Saturday, 9 July 2016

The republican constitution (III): The assemblies of the people

From the very first, Roman popular assemblies appear to have had two peculiarities which remained characteristic of them so long as they continued to exist: (a) the voting was always by groups, and (b) the assembly could meet only when summoned by a magistrate, and could transact only the business put before it by the magistrate who summoned it.

Assemblies of the people and Roman Law

The assembly did not, like the British House of Commons, vote by a simple counting of heads. First the heads were counted in each group, the majority determining the vote of the group; then the votes of the groups were counted, and the majority determined the vote of the assembly. The first group to be used for this purpose was the curia, and the earliest assembly was therefore known as the comitia curiata (1).

The exact nature of the curia is a matter of some doubt. Very probably it was, like the later tribe, a territorial division, but it appears to have been used also for military purposes and perhaps for taxation, as well as for voting. We are told by the historians that there were ten curiae in each of the three old tribes, Ramnes, Tities and Luceres (2), into which the Roman people were originally divided, and that each curia provided ten horsemen and a hundred foot-soldiers, so that the earliest Roman army consisted of 300 cavalry and 3000 infantry. The historians also say that each curia was divided into ten gentes, but it is not possible to accept this tradition. The gens corresponds to the clan and was based on real or supposed relationship between its members. It was a natural unit and existed before the state; not even the Roman historians with their tendency to ascribe every institution to some definite legislator ever imagined that any one of them created the gens. It is therefore extremely unlikely that the gentes could have been fitted so neatly into the artificial curiate system; there could hardly be exactly ten gentes in each curia (3).

What functions, if any, were reserved for the comitia curiata under the monarchy we do not know. The historians do indeed say that it was for the people to decide questions of peace and war, but this is probably only a deduction from the law of a later period. We also hear of leges proposed by the king and carried by the comitia, but legislation is rare in primitive societies and it is more than doubtful whether any such laws were ever passed. Nor do modern authorities believe that the Roman historians were right in thinking that the king was elected by the comitia. In all probability the kingship was neither hereditary nor elective, but each king nominated his successor, the function of the comitia being merely to acclaim the new ruler, not to choose him.

We must indeed not imagine that there was any very definite constitution. Probably it would depend very much on the personality of the king what questions he decided by himself or with the advice of the senate, and what he left to be decided by the comitia.

In any case the comitia curiata did not remain any political importance in historical times; perhaps before, more probably a century or two after, the abolition of the monarchy it was replaced, for political purposes, by another comitia, that is, by an assembly in which the citizens were summoned according to different grouping. Before this time the plebeians, who were probably originally excluded from the curiae, had almost certainly attained to membership.

Although politically unimportant in republican times, the comitia curiata continued to meet for certain purposes connected with private law, the making of wills and adrogations, and it had also one formal function connected with public law. When a magistrate with imperium had been elected in the new comitia his office had to be confirmed by a lex de imperio passed by the curiate assembly. In fact, however, for all these purpose, which become purely formal in historical times, the thirty curiae were represented by thirty lictors, the attendants of the magistrates.

The individual curiae continued to exist; they had sacred rites and apparently communal funds, but they were of no great importance.

- **STATED PROBLEM 1**
In the passage on Roman popular assemblies, how many cavalry and infantry made up the earliest Roman army?
- **STATED PROBLEM 2**
Resume the passage on Roman popular assemblies after its final sentence and extend it.
The data after this passage comes from an unrelated source.

- **SUPPLIED DATA**
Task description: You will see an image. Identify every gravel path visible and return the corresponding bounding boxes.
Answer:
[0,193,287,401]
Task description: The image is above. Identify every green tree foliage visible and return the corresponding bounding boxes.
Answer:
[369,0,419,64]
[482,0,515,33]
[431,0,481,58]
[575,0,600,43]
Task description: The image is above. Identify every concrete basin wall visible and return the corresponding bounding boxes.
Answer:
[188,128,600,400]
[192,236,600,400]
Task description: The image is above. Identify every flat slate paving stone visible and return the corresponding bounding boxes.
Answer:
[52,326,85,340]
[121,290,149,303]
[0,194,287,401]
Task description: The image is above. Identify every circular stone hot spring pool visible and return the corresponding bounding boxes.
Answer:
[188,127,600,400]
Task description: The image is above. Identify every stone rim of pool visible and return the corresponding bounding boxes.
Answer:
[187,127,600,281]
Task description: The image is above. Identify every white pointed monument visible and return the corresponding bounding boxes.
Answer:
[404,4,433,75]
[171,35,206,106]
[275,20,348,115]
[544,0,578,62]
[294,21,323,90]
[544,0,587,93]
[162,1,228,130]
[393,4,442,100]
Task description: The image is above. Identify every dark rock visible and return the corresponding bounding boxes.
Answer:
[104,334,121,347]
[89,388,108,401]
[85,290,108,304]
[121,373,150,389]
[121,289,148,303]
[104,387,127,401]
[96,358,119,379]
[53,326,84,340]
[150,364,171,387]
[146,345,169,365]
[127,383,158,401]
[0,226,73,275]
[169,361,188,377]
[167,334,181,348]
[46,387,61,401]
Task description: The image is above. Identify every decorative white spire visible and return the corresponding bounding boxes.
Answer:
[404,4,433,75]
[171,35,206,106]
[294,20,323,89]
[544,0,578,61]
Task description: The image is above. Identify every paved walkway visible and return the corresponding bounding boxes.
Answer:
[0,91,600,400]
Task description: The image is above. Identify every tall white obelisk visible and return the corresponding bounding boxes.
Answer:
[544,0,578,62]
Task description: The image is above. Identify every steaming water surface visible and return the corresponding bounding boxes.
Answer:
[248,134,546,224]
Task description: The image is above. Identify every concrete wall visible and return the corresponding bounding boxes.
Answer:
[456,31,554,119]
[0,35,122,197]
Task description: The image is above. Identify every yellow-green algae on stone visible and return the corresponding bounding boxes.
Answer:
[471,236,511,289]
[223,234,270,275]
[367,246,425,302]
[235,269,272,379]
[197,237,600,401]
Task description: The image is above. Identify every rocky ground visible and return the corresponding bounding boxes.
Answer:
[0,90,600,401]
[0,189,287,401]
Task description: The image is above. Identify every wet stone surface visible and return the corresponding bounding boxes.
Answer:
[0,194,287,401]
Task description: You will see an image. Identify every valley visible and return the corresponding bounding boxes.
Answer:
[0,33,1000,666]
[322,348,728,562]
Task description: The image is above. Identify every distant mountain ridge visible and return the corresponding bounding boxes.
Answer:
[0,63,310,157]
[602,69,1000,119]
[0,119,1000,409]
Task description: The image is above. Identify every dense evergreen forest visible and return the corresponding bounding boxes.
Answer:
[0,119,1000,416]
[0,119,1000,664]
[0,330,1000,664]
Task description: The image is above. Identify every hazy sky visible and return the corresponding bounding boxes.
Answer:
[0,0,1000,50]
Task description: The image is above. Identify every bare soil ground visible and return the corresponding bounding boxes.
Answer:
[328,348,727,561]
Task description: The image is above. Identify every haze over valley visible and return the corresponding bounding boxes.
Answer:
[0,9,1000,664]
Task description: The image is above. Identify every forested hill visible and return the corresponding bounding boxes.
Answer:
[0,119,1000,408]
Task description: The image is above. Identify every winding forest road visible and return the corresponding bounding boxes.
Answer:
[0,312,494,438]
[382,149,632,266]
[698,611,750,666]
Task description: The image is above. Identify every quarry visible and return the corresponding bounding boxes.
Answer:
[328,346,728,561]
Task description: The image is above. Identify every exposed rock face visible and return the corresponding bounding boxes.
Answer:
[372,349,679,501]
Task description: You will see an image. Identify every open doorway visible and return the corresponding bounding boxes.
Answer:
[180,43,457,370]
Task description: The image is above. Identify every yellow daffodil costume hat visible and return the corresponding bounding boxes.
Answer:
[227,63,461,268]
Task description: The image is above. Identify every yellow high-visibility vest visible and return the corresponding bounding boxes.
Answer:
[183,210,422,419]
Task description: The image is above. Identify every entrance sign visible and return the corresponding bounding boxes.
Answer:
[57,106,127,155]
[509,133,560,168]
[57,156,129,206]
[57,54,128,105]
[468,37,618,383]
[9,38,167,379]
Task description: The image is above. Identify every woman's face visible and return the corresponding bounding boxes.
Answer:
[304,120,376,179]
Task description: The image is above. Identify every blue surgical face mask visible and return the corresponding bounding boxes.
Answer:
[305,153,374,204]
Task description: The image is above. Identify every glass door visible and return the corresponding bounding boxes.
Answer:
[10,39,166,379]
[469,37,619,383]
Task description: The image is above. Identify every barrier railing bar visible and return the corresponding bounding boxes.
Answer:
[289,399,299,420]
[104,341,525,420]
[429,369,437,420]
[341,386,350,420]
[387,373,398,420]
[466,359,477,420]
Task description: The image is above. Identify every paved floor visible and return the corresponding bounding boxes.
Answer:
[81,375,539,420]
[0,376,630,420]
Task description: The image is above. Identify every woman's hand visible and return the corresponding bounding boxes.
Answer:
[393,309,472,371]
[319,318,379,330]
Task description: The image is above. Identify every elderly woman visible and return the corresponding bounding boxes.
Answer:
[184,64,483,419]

- **EXPECTED ANSWER 1**
300 cavalry and 3000 infantry.

- **EXPECTED ANSWER 2**
The assembly which replaced the organisation by curiae for political purposes was the comitia centuriata, the basis of which was the centuria, literally "hundred". Its institution was, according to tradition, the work of Servius Tullius, the last but one of the seven kings (traditional date 578-535 B.C), and it thus formed part of the "Servian" constitution. That it and the rest of the "Servian" constitution really go back to the time of the monarchy is unlikely. The Roman historians were fond of ascribing constitutional features for which they could not account to Servius as the great reforming king, just as they liked to credit the second king, Numa Pompilius, with all religious institutions. In fact the centuriate organisation as it appeared in historical times was no doubt the result of a long development, not the creation of a single mind. Some of the figures seem to point to a date about the beginning of the fourth century B.C.

The chief feature of interest about the comitia centuriata is its timocratic basis, that is, the preponderance given in it to wealth. The citizens were divided first of all into five classes, according to their wealth, each class being then further subdivided into centuries. In the first (wealthiest) class there were eighty centuries, in the second, third and fourth, twenty centuries, and in the fifth, thirty centuries. Ranking above all, but without any definite property qualification, were eighteen centuries of equites (cavalry), and there were also four centuries of artificers and buglers, and one consisting of all those who had not even the qualification for the lowest class (proletarii or capite censi). In all there were thus 193 centuries, and, as voting was by centuries, the wealthiest class together with the equites (ninety-eight) could outvote all the rest.

In the historians the property qualifications for the different classes are given in money (100,000 asses for the first class, 75,000 asses for the second, etc.), but as the organisation probably goes back to a time earlier than even the first coinage of bronze money at Rome it has been conjectured that originally only land was counted. Be that as it may, in historical times this was no longer so; all forms of wealth were taken into account, and sons under the power of their fathers, who could not own any property themselves, were presumably placed in their fathers class.

That the comitia centuriata has some connection with the military organisation of the Roman people is clear. The arrangement into cavalry, infantry and technical troops is sufficient proof, and we hear further that in each class half the centuries consisted of iuniores (men under the age of forty-six), who formed the active army, hald of seniores (men between forty-six and sixty) who formed the reserve. We also hear that the weapons and armour with which the members of the different classes had to provide themselves varied; the first class having to provide the panoply of a fully armed infantryman, the others a less expensive equipment. On these grounds Mommsen held that the comitia centuriata was in origen and long remained essentially the Roman people in their military array, the military organisation being used for voting purposes. There are however very serious objections to this view. The centuries of the voting assembly cannot ever have been the tactical unit used in the field, because military organisation requires a unit of standard strength, whereas the number of centuries in each class was settled once and for all and their strength therefore must have varied with growth of population and the changes in wealth. Further it would be impossible in any community for the number of men between forty-six and sixty to be as large as than of men under the age of forty-six. We must thus be content to say that the centuriate assembly, though influenced by military considerations, especially in that the right to vote goes with the duty of military service, was an especially in that the right to vote goes with the duty of military service, was an organisation distinct from the real army and probably from its inception based on a timocratic principle.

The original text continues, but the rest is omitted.